## Task requirements
Starting at the line that contains "Mark the tanker", transcribe every remaining line of the entries exactly, including the last one.

## Information

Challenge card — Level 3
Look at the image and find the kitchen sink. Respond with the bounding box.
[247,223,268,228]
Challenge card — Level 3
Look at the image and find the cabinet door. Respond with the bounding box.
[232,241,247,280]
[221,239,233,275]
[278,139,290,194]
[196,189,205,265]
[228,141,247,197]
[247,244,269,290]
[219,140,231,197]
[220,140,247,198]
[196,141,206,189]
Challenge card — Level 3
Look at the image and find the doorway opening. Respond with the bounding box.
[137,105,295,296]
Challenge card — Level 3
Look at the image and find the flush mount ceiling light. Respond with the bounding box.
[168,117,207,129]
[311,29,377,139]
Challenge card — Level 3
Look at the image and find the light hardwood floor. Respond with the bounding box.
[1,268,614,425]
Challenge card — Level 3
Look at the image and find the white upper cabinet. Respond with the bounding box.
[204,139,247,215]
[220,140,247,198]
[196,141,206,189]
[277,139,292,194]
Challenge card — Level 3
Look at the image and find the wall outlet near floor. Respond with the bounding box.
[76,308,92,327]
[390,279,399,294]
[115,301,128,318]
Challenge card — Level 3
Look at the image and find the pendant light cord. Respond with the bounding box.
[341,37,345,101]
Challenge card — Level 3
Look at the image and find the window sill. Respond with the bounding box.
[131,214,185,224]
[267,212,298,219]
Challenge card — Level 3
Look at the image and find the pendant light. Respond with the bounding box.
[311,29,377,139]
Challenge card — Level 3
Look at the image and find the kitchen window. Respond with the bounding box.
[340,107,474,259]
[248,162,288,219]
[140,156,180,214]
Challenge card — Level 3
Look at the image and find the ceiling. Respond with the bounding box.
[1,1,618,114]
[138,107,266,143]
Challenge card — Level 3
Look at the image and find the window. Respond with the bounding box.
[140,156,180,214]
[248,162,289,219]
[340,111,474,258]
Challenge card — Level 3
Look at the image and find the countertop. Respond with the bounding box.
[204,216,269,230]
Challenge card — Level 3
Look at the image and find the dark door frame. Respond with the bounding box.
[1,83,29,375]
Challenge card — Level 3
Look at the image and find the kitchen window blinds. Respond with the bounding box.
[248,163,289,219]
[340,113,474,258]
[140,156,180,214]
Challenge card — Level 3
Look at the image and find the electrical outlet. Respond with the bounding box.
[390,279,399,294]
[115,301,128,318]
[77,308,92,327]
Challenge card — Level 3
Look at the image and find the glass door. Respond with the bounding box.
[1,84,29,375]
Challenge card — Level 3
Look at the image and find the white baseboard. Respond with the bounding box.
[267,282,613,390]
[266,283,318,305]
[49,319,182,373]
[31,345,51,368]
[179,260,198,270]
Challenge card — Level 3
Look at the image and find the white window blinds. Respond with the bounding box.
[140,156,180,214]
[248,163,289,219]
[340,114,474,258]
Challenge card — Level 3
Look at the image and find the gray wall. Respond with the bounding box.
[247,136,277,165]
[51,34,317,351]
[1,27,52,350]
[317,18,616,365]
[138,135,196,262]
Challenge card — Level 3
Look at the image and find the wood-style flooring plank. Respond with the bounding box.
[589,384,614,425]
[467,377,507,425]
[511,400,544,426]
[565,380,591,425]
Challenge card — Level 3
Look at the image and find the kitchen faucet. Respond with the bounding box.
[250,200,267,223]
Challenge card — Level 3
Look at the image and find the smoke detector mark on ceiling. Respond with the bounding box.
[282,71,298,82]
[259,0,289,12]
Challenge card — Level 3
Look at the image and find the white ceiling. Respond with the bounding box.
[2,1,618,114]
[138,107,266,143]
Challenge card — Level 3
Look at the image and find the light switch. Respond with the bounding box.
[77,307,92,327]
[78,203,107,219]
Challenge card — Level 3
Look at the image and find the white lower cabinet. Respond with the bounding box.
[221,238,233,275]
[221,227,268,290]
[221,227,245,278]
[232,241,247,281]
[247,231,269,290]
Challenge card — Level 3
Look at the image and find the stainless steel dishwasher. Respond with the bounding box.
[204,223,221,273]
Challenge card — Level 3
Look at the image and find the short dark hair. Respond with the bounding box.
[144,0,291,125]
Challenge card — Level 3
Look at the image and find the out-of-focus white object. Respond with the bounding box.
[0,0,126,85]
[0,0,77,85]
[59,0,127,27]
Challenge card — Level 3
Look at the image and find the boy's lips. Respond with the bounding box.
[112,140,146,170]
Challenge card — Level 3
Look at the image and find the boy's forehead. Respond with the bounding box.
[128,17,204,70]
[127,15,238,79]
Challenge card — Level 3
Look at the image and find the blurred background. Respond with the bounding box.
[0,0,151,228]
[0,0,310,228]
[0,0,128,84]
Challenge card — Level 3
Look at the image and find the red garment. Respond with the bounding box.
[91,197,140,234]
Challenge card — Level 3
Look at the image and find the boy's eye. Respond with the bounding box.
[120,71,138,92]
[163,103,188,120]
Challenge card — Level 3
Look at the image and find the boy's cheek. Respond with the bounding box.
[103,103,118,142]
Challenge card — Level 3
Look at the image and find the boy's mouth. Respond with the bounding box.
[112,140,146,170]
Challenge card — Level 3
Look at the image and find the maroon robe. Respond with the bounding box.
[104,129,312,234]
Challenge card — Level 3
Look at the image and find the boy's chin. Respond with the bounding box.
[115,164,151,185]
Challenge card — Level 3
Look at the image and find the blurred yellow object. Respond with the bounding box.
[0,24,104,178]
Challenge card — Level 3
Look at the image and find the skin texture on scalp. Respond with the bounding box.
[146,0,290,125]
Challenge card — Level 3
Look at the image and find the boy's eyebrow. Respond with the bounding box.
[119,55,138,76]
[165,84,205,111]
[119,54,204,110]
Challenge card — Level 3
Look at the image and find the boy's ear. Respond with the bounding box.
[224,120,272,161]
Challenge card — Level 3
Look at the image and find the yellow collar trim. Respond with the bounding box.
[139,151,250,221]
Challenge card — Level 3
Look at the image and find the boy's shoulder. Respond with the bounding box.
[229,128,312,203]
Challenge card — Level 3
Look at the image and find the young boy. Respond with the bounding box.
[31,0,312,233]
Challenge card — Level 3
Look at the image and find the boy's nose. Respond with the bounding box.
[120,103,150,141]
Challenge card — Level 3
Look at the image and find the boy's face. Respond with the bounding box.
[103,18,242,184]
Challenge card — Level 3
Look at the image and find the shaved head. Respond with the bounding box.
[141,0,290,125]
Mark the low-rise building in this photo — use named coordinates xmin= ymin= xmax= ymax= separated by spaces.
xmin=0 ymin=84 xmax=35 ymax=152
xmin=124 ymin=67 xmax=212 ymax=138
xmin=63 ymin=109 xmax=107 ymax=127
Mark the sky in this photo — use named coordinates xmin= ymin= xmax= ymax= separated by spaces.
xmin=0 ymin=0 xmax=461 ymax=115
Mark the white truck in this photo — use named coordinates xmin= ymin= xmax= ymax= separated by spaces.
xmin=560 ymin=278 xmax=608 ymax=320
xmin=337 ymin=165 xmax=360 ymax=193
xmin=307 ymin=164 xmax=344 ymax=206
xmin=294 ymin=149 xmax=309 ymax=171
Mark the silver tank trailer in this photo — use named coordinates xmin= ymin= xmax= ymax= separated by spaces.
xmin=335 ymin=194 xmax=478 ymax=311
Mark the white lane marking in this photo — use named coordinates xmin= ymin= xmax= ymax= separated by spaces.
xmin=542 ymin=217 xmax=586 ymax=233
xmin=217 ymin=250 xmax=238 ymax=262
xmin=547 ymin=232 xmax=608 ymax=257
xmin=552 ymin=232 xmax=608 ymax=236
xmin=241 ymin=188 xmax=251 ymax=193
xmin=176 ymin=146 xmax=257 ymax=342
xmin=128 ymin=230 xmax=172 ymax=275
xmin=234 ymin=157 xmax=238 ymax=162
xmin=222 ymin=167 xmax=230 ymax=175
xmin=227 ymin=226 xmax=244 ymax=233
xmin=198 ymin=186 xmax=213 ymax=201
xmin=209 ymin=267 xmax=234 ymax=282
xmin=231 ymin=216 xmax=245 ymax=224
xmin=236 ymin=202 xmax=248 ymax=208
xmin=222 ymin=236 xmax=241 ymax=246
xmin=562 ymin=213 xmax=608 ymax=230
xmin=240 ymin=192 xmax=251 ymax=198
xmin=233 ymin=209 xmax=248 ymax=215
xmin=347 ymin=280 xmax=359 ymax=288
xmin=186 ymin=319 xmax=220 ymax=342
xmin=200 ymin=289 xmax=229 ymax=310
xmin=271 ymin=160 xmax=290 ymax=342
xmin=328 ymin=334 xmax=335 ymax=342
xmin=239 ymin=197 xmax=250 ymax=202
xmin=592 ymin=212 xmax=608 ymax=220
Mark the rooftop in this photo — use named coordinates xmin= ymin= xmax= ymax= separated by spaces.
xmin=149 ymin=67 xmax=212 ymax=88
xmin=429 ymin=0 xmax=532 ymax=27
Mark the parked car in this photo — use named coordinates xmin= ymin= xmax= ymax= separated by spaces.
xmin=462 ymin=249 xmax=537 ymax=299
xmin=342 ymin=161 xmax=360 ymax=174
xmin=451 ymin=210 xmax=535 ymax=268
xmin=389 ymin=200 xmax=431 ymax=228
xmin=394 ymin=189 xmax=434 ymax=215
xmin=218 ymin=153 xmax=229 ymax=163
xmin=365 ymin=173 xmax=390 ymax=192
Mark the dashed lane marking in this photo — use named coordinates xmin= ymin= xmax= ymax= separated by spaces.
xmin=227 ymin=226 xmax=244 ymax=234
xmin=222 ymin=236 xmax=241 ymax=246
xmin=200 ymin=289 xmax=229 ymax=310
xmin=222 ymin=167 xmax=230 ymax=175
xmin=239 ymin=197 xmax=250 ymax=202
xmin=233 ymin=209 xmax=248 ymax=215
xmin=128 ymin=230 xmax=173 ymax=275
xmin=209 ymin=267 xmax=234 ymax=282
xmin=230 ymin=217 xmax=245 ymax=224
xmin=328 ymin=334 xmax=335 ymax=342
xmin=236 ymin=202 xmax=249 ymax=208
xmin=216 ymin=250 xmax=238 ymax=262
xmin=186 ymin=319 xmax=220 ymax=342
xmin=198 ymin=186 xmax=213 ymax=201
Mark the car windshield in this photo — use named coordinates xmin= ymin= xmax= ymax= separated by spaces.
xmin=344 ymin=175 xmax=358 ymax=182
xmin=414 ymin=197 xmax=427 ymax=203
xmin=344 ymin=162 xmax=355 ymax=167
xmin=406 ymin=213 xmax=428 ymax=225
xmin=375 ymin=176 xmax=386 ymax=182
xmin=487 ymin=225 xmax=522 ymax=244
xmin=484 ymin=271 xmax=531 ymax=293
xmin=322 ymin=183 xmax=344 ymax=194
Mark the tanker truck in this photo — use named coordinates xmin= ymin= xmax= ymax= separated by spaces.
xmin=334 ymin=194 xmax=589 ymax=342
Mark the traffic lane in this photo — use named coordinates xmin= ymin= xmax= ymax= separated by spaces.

## Expected answer
Mark the tanker truck in this photo — use named coordinates xmin= ymin= xmax= ymax= separated by spaces.
xmin=334 ymin=194 xmax=589 ymax=342
Mark the traffic lane in this photo — use named coordinates xmin= ymin= xmax= ymax= separated by spaces.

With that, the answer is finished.